==== SOURCE EXTRACT ====
2) This isn’t a problem about why weren’t the CDs encrypted or why wasn’t the data sent by some other, presumably safer means, it’s about several lengthy failings in process: who can access the data, how easy is it to get a full database dump, what controls are there on writing data to CD, who needs to approve what and so on.  In the technical world that most of us operate in we’re used to a window popping up and saying “hey, stupid, are you sure you want to delete that entire list of folders and files?”.  There is no “are you sure you want to send this data by post dummy?” dialogue box, but there would have been checks and balances before it got to that stage.

It must have been a long chain of events to get to this point.  A full download of every data item in any of the government’s big systems isn’t the kind of thing that can be just asked for – I’d go as far as to say that it’s a one time request requiring special work (although it’s possible in this case that the extract had already been prepared for some other reason in the past – and, if that was the case, perhaps many of the usual controls would have been bypassed in this case.  Imagine the conversation “you need an extract? Well, normally that would take us 3 months but I just happen to have one over here, only one previous careful owner, that we took in April 2007”).
====
WRITTEN INSTRUCTION 1:
Answer these from the passage about the lost data CDs:
(a) What dialogue box does the writer say does not exist?
(b) In the imagined conversation, how long would an extract normally take?
(c) In that same conversation, when was the ready-made extract taken?
WRITTEN INSTRUCTION 2: Transcribe the passage about the lost data CDs from "2) This isn’t" to "to that stage.".
Rely only on the passage about the lost data CDs.
==== DATASET ROWS ====
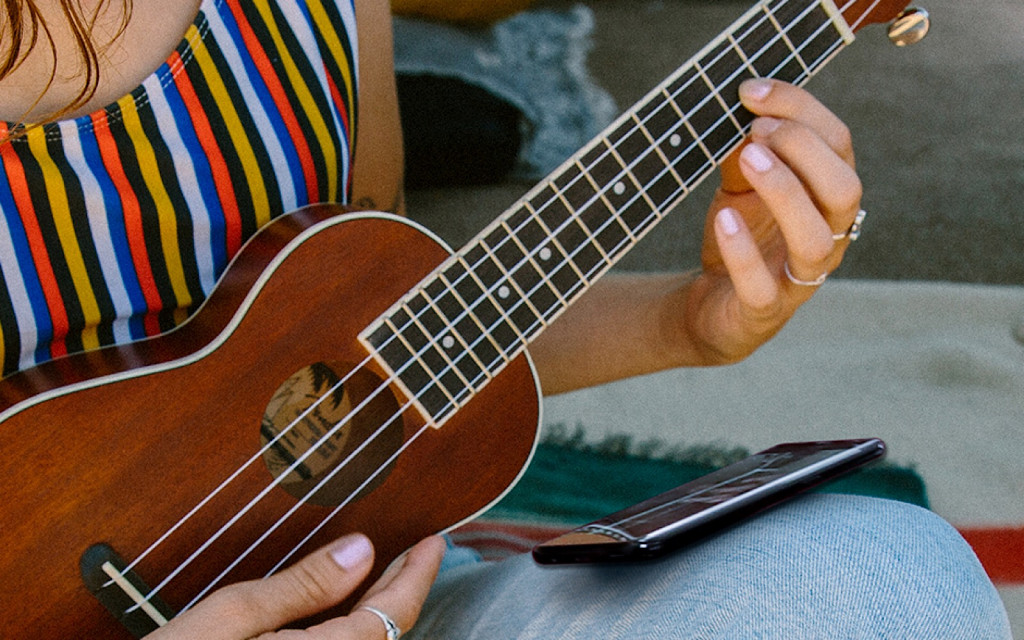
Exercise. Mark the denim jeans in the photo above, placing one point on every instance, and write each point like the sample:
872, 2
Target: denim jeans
820, 566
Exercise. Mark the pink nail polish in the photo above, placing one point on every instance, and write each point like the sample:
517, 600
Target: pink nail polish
728, 222
351, 552
756, 157
757, 89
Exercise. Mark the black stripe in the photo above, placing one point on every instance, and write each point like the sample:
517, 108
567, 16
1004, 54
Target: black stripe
86, 243
147, 213
51, 240
185, 225
260, 155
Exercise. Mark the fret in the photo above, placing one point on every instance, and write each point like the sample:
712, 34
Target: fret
654, 173
456, 341
426, 352
531, 279
579, 252
448, 338
784, 13
767, 50
410, 373
535, 239
507, 333
724, 68
469, 330
599, 218
806, 32
712, 121
630, 143
513, 294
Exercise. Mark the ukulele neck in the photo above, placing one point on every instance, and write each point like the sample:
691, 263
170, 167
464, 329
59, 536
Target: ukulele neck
480, 308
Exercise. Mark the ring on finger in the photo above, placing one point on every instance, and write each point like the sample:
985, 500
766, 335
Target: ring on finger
392, 631
854, 231
804, 283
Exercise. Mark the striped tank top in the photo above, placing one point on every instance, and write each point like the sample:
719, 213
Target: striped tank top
116, 225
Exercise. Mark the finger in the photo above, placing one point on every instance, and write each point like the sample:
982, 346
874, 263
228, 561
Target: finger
830, 182
808, 236
248, 609
778, 99
753, 281
733, 180
399, 593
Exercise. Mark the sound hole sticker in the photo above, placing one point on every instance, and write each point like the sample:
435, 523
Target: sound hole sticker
313, 412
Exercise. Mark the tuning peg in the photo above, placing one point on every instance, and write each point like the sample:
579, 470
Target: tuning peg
910, 27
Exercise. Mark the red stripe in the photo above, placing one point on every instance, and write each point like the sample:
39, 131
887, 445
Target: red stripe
276, 90
1000, 552
343, 114
132, 213
218, 167
44, 268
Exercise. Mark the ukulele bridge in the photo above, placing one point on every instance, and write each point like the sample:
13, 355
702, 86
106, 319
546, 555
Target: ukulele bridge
121, 591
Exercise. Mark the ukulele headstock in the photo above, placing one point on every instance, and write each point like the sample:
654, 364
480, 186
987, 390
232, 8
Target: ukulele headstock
====
OUTPUT 1:
(a) An "are you sure you want to send this data by post dummy?" dialogue box.
(b) 3 months.
(c) April 2007.

OUTPUT 2:
2) This isn’t a problem about why weren’t the CDs encrypted or why wasn’t the data sent by some other, presumably safer means, it’s about several lengthy failings in process: who can access the data, how easy is it to get a full database dump, what controls are there on writing data to CD, who needs to approve what and so on.  In the technical world that most of us operate in we’re used to a window popping up and saying “hey, stupid, are you sure you want to delete that entire list of folders and files?”.  There is no “are you sure you want to send this data by post dummy?” dialogue box, but there would have been checks and balances before it got to that stage.